Work to complete ::
• 1. In the design-concepts essay below, what does the author say none of the reviewed engineering design textbooks discuss?
• 2. Write a continuation of the essay on design concepts below, starting after its final line.

Text segment ::

Start of Block

This may be a good metaphor to use when explaining this predicament to design students and teachers. That experienced designers have stepped into a world or bubble that can be described accurately, but only to those who are also inside. As if they’ve put on a AR headset and now see things the other simply doesn’t. Also similar to the difficulty of explaining or characterizing a new taste to someone who has never eaten a particular snack or food. There is a truth to how it tastes. Most people who’ve eaten the thing will agree to its character. But it cannot fully be explained in words to those who have never tasted it.

The role or lack of a client distinguishes academic from professional design work

Reviewing a number of (engineering) design textbooks, it strikes me that none of them discuss what a good set of concepts looks like, other than that they are the most promising options.

Together with the fact that these textbooks give little to no guidance on how to construct and present the complete case arguing the final design, this lack of discussion on the collection of concepts as a collection – and what defines it as such – seems to be a result of these books’ framing of design and the design process in a professional context.

One big difference between that professional context and an academic context (including many educational settings) is the role and presence – or lack thereof – of a client. Concept selection seems like a particularly good example of this. In a professional setting, you would present your concepts and your evaluation of them, together with a recommendation on which to proceed with, to your client(s). You would give them the final say or ‘OK’ on that decision, or at least come to a consensus. And because that decision is taken together, at a specific moment in time, in a specific project context, it matters less whether that set of concepts has a particular logic to it.

In an academic context, however, if you present concepts and a comparison at all, you present them only at the end of the project, together with the – further developed – final design. You write it all up in a single (peer-reviewed) paper. In that context, where you’ve selected a concept yourself and already further developed a design based on one, the concept comparison and ‘selection’ is no longer a forward-looking strategic proposal but a component in the justification/support for your final design. Rhetorically and epistemologically, it’s doing (can do) something quite different.

What makes for a good set of concepts?

First of all, what is the aim?

End of Block

Entries shown ::
Start of Block

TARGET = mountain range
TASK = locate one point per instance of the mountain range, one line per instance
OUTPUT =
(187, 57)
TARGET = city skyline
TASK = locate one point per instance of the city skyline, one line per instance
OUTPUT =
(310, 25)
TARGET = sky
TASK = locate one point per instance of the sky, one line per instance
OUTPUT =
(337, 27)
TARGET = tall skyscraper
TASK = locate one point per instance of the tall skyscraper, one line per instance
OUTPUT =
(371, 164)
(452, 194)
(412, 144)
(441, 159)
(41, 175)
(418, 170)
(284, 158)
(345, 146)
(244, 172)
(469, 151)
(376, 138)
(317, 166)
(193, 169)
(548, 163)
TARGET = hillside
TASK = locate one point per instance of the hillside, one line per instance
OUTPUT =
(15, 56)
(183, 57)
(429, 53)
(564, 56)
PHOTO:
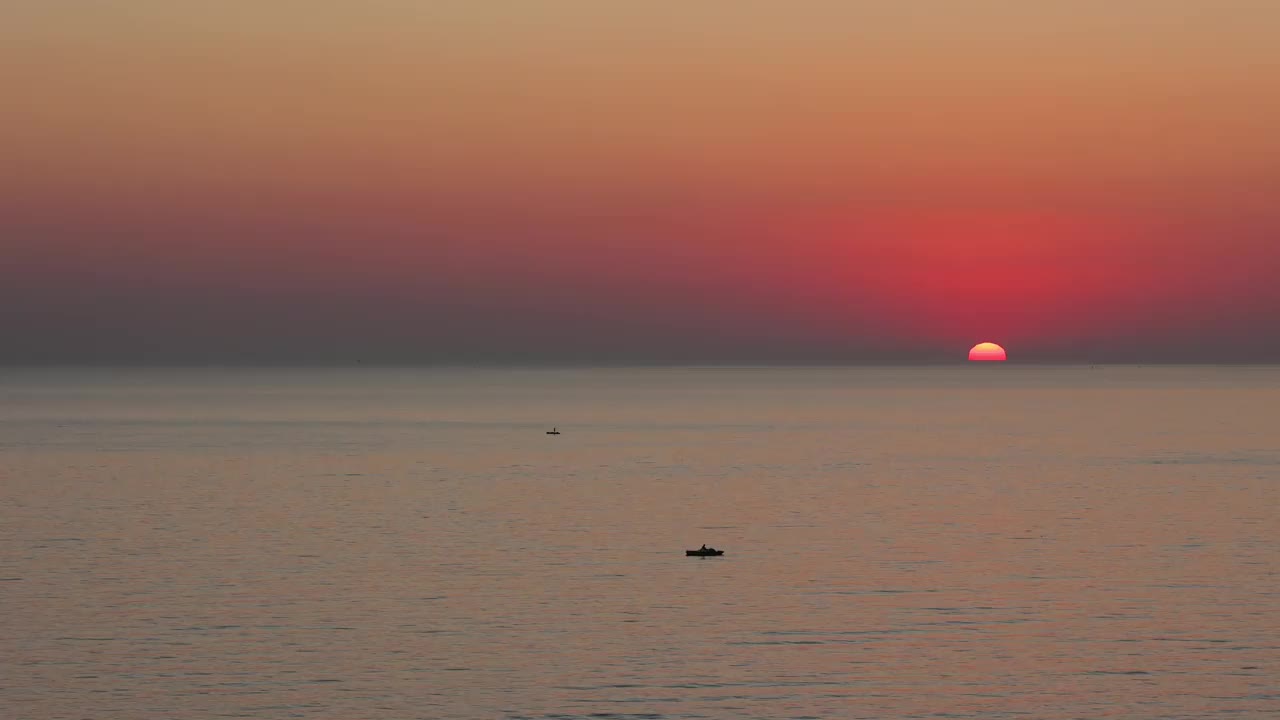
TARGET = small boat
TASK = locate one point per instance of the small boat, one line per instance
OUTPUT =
(704, 552)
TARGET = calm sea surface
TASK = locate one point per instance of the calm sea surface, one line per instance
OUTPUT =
(922, 542)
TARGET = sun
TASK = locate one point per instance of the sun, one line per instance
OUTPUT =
(987, 352)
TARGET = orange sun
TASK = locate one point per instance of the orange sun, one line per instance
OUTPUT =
(987, 352)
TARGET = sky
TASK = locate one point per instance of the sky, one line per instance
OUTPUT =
(661, 182)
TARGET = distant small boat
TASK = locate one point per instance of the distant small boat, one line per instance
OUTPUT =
(704, 552)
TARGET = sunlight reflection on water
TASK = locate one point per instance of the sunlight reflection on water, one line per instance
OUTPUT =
(410, 545)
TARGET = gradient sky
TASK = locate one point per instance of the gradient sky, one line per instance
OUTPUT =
(574, 181)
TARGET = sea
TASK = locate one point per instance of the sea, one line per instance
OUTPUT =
(976, 541)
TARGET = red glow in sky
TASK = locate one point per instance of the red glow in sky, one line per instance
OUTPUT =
(987, 352)
(585, 182)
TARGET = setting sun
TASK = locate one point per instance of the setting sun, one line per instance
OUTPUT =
(987, 352)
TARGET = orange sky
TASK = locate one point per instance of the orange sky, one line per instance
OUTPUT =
(579, 181)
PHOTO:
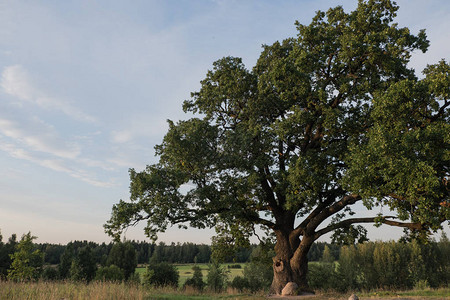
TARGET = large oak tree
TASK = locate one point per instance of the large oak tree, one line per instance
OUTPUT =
(326, 120)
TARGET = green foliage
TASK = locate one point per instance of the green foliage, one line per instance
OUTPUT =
(324, 120)
(6, 249)
(240, 283)
(50, 274)
(327, 256)
(217, 277)
(83, 266)
(110, 273)
(27, 261)
(161, 274)
(322, 276)
(197, 279)
(259, 272)
(123, 255)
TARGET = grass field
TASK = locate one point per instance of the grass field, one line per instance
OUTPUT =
(118, 291)
(105, 290)
(186, 272)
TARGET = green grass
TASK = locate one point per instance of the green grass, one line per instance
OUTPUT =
(429, 293)
(106, 290)
(186, 272)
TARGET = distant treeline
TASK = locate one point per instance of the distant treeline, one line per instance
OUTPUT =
(367, 266)
(179, 253)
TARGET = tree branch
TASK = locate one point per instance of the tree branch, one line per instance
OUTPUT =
(384, 220)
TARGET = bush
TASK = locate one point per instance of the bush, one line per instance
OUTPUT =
(237, 266)
(111, 273)
(161, 274)
(50, 274)
(197, 279)
(322, 276)
(217, 277)
(240, 283)
(259, 275)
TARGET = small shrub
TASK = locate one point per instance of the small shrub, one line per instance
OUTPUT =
(237, 266)
(50, 274)
(240, 283)
(196, 281)
(421, 285)
(216, 277)
(322, 276)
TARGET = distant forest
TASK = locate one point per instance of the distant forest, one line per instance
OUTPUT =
(177, 253)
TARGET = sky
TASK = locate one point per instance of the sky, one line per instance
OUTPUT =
(86, 88)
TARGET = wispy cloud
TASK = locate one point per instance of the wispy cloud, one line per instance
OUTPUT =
(16, 82)
(55, 164)
(38, 136)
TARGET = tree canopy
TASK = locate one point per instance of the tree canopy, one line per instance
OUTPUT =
(323, 121)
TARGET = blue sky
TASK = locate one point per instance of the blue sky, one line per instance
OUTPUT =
(86, 88)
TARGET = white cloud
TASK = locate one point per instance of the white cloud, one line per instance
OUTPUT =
(58, 165)
(39, 137)
(16, 82)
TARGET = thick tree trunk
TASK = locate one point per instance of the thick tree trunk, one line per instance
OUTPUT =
(290, 264)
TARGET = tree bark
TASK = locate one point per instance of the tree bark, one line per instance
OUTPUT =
(290, 263)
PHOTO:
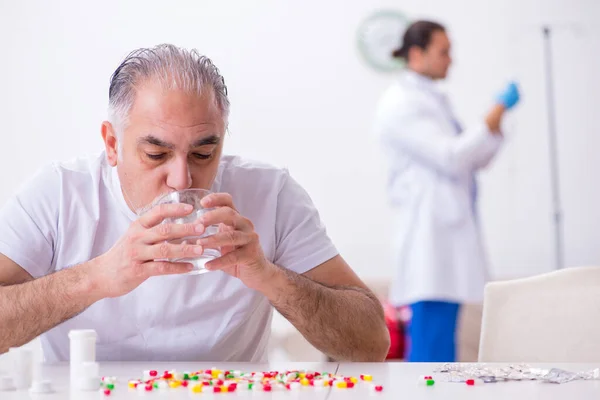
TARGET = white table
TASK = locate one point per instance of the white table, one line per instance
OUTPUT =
(59, 375)
(400, 381)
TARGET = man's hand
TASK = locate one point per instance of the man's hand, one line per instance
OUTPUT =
(132, 259)
(241, 253)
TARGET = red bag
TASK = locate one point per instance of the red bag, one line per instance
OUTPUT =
(395, 327)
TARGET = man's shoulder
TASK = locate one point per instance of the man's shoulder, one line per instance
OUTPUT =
(236, 170)
(70, 175)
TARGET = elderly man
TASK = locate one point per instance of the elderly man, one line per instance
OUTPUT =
(76, 253)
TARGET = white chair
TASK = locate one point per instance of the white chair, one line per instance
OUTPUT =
(554, 317)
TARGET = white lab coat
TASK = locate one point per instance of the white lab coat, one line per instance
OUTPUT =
(438, 249)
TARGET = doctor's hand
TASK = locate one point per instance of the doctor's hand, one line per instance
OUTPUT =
(510, 96)
(241, 253)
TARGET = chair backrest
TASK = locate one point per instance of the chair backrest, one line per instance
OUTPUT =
(554, 317)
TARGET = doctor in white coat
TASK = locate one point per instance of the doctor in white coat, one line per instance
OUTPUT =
(439, 254)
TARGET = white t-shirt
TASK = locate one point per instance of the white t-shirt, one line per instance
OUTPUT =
(72, 212)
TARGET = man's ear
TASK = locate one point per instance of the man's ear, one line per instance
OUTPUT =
(111, 143)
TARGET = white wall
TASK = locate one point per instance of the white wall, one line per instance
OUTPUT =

End of Block

Task answers ::
• 1. What a good set of concepts looks like, other than that they are the most promising options.

• 2.
Here, I consider concepts as a means of exploration and – as a set – as the basis for arguing why the final design embodies/is based on the concept that is does/is.

What if we take the game SET as an analogy for how your concepts should differ.

When ONE aspect varies, you have something that looks like a controlled experiment. You’re changing one variable and seeing how that impacts the design’s properties and performance. Of course, when ‘one’ aspect is different, many more aspects will also be different. The world (and thus, physical artefacts) are infinitely complex.

When MORE THAN ONE aspect is varied, you either have to do the full combinatorics or find some way in which different choices in those aspects hang together (in effect, going back to the situation where only ONE overarching aspect is varied). Or, if there are no significant interaction effects between the aspects (sub-functions, domains, components) then it’s better to decouple them and decide per aspect which is preferable.

What of the case of the get-up-chair combined with two knee orthoses? What when you have A/X, A/Y, and B/Z? Could that make sense? Yes, I think so. In this case, there is a ‘wildcard’ concept. This could be a sound strategy in cases where there seems to be an obvious best option for one or a set of aspects (in this case: a powered knee orthosis). The function of the wildcard concept, then, is to check/justify that assumption. Trying to find the wildcard by asking ‘What do my two ideas have in common?’ can be a way to discover hidden or unconscious assumptions (and thus also, to find ‘more creative’ options). The emergency Covid ventilators also fall in this category, with only one departing from ‘modern, digital control system’.